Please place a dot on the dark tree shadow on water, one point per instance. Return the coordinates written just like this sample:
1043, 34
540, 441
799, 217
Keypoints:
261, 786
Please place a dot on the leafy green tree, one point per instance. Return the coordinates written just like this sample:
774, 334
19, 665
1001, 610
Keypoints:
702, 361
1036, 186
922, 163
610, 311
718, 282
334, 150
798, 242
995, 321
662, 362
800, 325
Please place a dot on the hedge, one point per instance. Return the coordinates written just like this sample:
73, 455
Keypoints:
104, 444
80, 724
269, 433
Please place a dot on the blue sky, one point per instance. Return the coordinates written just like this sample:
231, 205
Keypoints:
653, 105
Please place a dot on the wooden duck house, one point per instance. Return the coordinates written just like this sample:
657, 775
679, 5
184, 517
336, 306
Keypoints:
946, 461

▸ Activity
Every line that contains the string "sample" should be copied from the entries.

▸ Your response
Please place a dot on the dark tree shadow on water, one point per instance. Return the coordinates written just like this sample:
Please place a dot on the leafy green tree, one point per instance. Return the coordinates written just like this sample:
Please place a dot on the hedge, one point per instance. Return the coordinates written just like this sample:
Please place a dot on the blue sky, one point per instance. Return the coordinates written just like this sample:
Please place a dot on the wooden duck house, one point per instance. Return the coordinates written just like this sample:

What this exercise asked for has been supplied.